The ‘Yuck Factor’: Scientists Explore Consumer Attitudes to Cultured Meat

In assessing the prospects for commercializing cultured meat grown in-vitro from animal stem cells, consumer attitudes are of great interest. In particular, researchers aim to understand (and counteract) the reasons for the “yuck factor”.

After all, what would be the point of developing a product that many or most potential consumers perceive as disgusting and unfit for consumption? Interest in the psychological underpinnings of such perceptions has motivated several studies since the first animal-free beef patty was presented in 2013. As of 2022, researchers seem to have identified the main factors that account for disgust towards lab-grown meat.

According to Paul Rozin, a professor at the University of Pennsylvania and one of the leading researchers on disgust, our relationship with meat is generally a turbulent one: “We love it, and we are easily disgusted by it. Cultured meat has to navigate that difficult boundary,” he explains. Thus, our feelings of disgust are driven by the perception of traditional meat as a potential vector for disease and contamination. When it comes to cultured meat, this pre-existing feeling is compounded by distrust of an unfamiliar meat product.

Actually, lab-grown meat is safer than traditionally farmed meat due to its controlled methods of production. However, several studies have shown that the risks associated with artificially produced meat are much less accepted than those associated with natural meat. According to Rozin, this is because the technology is considered “unnatural,” and therefore perceived as less safe and, consequently, repulsive when it comes to food.

- **Check your understanding**:
(1) Repeat word for word the part of the article on attitudes to cultured meat from "After all, what" to "towards lab-grown meat.".
(2) Answer these questions from the article on attitudes to cultured meat.
(a) In what year was the first animal-free beef patty presented?
(b) At which university is Paul Rozin a professor?
(c) According to Rozin, why are the risks of artificially produced meat less accepted than those of natural meat?
(3) Resume the article on consumer attitudes to cultured meat, writing on from its final sentence.

- **Entries provided**:
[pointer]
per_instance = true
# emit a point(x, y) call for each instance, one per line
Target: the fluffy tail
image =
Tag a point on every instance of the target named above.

- **Responses for each task**:
(1)
After all, what would be the point of developing a product that many or most potential consumers perceive as disgusting and unfit for consumption? Interest in the psychological underpinnings of such perceptions has motivated several studies since the first animal-free beef patty was presented in 2013. As of 2022, researchers seem to have identified the main factors that account for disgust towards lab-grown meat.

(2)
(a) 2013
(b) The University of Pennsylvania
(c) The technology is considered "unnatural," so it is perceived as less safe and therefore repulsive as food.

(3)
Rozin’s findings appear to confirm the results of the research paper “Testing potential psychological predictors of attitudes toward cultured meat ” published in 2019 by Yale University. When participants in that study were asked about their views on cultured meat, most indicated that their primary association was that this food is “unnatural”. “People seem to define something as unnatural perhaps when it looks bad, disgusting, or scary,” explains Matti Wilks, professor of psychology at the University of Edinburgh and one of the study’s authors.

However, the research revealed that the dominant factor in revulsion toward cultured meat is food neophobia, or fear of novel foods: The less accustomed participants are to trying or experiencing new foods, the less willing they are to accept cultured meat and recognize its benefits. Research on consumer attitudes toward cultured meat in four countries, conducted by Supertrends in 2021 in collaboration with experts Yahan Liang, Jessica Büchi, Somya Bansal, Miguel Ángel Caro, and Frank Staedtler, also aligns with these findings.

However, despite the disgust factor among some consumers, the market for cultured meat continues to grow and attract funding worldwide to advance the technology. Moreover, attitudes could to be changing among some consumers and in some parts of the world: In a recent poll conducted in the US, two-thirds (67 percent) of respondents said they would be willing to try cultured meat.

According to this data, the spread of a more accommodating attitude toward these “unnatural” meat products is linked to the pressing challenges of our time, primarily food and environmental insecurity and the rising global economic challenges. In this context, potentially cheaper, more accessible, and more environmentally friendly food sources are welcome, perhaps even to the point of overcoming disgust.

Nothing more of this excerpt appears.